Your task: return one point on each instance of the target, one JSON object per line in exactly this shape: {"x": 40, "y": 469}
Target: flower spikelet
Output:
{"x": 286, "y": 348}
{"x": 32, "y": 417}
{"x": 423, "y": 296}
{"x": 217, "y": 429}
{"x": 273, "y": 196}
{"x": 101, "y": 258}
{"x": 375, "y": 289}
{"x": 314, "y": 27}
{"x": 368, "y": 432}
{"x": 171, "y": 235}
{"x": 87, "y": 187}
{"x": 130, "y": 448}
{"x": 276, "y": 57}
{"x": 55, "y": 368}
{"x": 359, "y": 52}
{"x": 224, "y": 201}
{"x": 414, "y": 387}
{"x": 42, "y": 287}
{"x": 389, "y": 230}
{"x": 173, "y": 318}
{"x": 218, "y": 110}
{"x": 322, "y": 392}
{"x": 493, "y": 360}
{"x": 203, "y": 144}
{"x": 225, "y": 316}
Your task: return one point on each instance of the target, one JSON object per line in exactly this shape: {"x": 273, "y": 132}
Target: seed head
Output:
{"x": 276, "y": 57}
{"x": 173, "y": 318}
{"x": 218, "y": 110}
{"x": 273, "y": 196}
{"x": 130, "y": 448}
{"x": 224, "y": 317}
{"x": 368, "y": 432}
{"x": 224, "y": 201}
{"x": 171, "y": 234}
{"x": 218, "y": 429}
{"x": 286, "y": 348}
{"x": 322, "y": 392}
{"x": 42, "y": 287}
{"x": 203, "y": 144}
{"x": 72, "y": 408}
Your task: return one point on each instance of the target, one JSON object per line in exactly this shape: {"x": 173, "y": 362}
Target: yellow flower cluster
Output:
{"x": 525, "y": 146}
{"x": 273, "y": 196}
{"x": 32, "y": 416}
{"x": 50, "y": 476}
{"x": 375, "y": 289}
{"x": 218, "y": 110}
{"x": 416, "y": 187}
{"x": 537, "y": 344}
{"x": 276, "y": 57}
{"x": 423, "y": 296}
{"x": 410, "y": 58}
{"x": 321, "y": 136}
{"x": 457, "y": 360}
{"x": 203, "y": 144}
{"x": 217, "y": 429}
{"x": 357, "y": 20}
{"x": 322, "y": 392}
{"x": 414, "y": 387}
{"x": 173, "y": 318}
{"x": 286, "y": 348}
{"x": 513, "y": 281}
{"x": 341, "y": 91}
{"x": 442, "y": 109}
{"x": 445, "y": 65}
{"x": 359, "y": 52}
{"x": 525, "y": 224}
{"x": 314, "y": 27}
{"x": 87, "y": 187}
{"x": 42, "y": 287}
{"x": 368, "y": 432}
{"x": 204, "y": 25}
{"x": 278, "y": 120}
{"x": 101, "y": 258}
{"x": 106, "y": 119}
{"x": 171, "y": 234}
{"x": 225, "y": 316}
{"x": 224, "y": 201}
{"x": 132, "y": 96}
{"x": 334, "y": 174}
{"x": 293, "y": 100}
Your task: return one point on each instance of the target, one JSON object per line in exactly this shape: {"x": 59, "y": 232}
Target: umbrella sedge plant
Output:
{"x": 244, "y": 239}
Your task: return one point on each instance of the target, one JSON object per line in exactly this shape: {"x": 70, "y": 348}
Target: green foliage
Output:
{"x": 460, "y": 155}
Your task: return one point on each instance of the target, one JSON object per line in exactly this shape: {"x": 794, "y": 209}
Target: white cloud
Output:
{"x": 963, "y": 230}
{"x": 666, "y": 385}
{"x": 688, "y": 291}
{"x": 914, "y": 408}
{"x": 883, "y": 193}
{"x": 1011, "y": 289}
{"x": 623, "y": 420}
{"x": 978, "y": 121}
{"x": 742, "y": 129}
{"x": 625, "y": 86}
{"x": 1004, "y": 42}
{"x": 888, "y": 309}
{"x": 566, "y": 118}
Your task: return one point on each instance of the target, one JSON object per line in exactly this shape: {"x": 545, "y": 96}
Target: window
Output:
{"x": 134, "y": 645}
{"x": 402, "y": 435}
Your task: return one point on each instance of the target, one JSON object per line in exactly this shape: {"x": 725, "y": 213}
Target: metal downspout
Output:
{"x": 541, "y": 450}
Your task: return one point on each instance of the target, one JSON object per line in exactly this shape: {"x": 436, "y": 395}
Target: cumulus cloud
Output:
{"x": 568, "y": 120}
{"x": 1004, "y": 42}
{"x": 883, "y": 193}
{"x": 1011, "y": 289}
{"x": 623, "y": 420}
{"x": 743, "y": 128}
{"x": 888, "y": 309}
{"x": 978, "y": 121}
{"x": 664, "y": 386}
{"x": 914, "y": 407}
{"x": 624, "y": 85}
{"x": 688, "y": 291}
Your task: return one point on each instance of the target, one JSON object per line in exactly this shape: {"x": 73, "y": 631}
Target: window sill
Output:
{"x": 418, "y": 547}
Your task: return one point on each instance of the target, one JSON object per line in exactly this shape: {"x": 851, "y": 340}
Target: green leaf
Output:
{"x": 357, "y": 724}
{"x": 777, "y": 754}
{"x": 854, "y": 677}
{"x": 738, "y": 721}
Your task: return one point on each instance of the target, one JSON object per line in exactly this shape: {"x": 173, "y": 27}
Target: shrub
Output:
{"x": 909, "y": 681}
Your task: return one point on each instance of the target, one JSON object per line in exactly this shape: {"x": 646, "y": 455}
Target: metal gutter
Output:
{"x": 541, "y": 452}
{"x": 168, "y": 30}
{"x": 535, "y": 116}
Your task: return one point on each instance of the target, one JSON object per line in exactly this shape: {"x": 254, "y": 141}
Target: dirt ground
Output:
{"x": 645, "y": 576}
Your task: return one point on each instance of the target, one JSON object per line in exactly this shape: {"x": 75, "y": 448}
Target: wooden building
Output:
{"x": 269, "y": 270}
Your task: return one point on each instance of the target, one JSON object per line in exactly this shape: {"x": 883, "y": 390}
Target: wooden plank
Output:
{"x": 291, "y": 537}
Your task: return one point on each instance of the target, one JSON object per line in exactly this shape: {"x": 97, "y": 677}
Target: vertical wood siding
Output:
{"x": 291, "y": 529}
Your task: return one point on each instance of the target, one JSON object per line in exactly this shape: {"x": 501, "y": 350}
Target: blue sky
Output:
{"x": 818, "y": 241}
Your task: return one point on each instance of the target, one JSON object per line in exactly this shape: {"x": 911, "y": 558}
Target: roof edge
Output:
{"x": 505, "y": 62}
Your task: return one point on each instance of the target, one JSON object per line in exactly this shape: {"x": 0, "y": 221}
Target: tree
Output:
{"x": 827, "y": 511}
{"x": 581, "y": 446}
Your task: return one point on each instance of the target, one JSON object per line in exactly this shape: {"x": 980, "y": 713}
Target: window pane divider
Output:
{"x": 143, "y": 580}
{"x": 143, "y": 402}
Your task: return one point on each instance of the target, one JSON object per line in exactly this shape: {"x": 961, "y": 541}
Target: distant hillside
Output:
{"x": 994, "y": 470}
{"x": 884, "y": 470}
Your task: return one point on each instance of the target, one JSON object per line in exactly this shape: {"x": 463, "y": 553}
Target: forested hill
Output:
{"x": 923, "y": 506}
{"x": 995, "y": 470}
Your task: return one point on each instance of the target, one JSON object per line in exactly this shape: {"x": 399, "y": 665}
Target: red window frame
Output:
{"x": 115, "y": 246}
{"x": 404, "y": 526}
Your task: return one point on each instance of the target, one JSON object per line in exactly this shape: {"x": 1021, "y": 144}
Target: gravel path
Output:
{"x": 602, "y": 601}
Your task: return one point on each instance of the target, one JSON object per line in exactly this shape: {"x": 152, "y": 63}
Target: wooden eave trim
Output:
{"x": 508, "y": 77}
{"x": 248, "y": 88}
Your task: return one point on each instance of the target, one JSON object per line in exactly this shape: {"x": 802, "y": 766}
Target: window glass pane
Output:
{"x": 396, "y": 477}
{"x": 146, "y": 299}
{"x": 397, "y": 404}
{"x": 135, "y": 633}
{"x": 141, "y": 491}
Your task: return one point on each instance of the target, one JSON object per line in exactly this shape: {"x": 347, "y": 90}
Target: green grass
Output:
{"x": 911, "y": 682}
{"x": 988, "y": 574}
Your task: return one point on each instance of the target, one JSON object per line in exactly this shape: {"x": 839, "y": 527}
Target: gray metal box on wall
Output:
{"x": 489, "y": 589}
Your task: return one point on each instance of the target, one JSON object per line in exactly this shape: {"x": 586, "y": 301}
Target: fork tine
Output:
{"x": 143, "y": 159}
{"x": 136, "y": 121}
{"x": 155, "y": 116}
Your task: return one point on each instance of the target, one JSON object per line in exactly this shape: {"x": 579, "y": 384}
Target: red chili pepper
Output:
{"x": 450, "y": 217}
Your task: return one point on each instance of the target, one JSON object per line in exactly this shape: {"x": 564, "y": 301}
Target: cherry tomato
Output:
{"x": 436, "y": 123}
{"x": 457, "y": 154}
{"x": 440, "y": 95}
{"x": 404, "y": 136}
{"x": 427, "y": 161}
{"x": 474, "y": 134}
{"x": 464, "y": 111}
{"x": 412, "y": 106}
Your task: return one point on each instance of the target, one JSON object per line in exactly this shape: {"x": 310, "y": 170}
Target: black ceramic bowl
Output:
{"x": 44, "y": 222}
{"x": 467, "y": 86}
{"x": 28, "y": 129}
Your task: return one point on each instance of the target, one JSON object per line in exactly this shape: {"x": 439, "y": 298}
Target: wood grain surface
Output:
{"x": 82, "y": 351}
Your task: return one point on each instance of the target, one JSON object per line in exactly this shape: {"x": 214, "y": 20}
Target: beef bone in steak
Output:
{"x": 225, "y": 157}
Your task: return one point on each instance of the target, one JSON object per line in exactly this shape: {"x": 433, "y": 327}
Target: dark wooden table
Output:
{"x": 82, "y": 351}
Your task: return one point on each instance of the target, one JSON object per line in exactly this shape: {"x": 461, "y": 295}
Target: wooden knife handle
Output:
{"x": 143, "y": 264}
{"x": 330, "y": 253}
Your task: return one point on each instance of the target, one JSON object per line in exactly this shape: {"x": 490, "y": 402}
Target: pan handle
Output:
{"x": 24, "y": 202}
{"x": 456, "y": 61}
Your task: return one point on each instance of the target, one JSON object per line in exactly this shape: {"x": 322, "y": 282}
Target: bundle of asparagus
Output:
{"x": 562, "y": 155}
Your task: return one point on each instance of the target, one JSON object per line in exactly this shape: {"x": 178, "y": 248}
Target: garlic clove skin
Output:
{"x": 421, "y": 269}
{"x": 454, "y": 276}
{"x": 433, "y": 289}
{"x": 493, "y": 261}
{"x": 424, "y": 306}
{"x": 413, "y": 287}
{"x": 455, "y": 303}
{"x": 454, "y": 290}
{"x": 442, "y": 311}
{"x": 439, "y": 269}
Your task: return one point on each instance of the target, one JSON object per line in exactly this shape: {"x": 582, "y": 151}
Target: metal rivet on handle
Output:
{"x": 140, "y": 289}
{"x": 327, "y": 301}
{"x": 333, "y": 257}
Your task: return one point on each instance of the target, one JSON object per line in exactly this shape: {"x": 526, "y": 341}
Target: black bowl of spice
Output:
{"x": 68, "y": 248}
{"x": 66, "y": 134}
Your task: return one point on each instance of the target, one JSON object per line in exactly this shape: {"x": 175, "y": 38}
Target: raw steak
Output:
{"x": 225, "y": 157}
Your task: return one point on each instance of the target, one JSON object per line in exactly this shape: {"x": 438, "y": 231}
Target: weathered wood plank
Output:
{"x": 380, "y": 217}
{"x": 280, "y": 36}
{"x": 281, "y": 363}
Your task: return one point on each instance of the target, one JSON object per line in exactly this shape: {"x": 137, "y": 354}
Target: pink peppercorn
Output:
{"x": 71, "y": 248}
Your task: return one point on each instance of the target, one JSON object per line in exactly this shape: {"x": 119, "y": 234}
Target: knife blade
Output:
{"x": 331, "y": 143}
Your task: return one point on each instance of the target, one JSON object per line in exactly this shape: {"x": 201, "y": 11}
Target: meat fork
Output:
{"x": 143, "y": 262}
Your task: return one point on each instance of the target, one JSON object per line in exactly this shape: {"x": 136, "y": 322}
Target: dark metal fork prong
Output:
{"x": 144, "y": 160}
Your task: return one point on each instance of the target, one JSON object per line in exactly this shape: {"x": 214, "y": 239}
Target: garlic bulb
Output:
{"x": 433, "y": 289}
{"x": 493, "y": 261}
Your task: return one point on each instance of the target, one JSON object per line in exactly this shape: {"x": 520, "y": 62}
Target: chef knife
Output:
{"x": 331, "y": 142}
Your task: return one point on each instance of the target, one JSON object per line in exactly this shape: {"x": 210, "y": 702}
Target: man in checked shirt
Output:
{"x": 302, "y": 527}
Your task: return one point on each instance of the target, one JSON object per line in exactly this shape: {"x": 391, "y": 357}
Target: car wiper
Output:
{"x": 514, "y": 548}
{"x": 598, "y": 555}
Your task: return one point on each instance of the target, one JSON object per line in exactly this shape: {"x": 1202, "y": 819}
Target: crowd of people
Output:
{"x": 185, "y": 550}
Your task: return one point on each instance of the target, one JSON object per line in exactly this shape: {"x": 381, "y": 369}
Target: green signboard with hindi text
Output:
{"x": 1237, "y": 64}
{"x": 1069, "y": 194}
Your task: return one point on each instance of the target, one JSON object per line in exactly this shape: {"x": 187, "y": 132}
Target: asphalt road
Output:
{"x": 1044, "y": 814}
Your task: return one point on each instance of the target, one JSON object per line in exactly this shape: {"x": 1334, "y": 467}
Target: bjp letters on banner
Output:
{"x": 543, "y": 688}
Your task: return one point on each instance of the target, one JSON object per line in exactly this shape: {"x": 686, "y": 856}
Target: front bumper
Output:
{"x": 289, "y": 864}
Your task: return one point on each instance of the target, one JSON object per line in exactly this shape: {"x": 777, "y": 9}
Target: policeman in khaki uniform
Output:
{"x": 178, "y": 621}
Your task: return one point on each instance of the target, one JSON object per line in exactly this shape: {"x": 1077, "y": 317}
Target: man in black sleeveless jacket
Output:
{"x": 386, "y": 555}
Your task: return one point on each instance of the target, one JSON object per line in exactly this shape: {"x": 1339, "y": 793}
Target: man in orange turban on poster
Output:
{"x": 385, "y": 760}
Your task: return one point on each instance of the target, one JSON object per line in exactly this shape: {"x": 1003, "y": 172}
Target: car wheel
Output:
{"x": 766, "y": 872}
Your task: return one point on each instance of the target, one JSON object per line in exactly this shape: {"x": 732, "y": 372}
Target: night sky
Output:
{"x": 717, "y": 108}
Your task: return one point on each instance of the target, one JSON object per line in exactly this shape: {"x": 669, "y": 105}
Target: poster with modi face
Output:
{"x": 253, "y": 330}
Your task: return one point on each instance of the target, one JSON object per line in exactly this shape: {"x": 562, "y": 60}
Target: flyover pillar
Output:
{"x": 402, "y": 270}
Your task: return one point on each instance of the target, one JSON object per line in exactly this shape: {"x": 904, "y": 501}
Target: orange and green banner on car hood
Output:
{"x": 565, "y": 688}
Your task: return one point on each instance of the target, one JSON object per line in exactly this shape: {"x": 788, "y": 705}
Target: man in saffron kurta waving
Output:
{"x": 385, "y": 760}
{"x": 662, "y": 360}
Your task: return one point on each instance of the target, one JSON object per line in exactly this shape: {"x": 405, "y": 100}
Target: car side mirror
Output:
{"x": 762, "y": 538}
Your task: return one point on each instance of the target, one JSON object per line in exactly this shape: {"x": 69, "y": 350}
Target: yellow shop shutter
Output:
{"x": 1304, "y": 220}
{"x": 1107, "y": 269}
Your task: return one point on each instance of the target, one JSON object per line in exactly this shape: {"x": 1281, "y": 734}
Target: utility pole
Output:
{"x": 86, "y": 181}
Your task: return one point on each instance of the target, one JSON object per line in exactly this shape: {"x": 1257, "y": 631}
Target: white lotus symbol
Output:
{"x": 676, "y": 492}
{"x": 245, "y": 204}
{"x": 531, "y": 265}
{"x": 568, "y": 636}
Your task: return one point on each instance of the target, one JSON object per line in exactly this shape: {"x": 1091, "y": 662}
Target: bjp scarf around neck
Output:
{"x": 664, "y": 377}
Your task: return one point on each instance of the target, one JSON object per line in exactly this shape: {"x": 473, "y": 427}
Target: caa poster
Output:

● ● ● ● ●

● **INSTRUCTION**
Locate every line in the rows above that contains the word "yellow" and copy each of those lines. Case counts.

● **REPLY**
Target: yellow flower cluster
Target: yellow shop shutter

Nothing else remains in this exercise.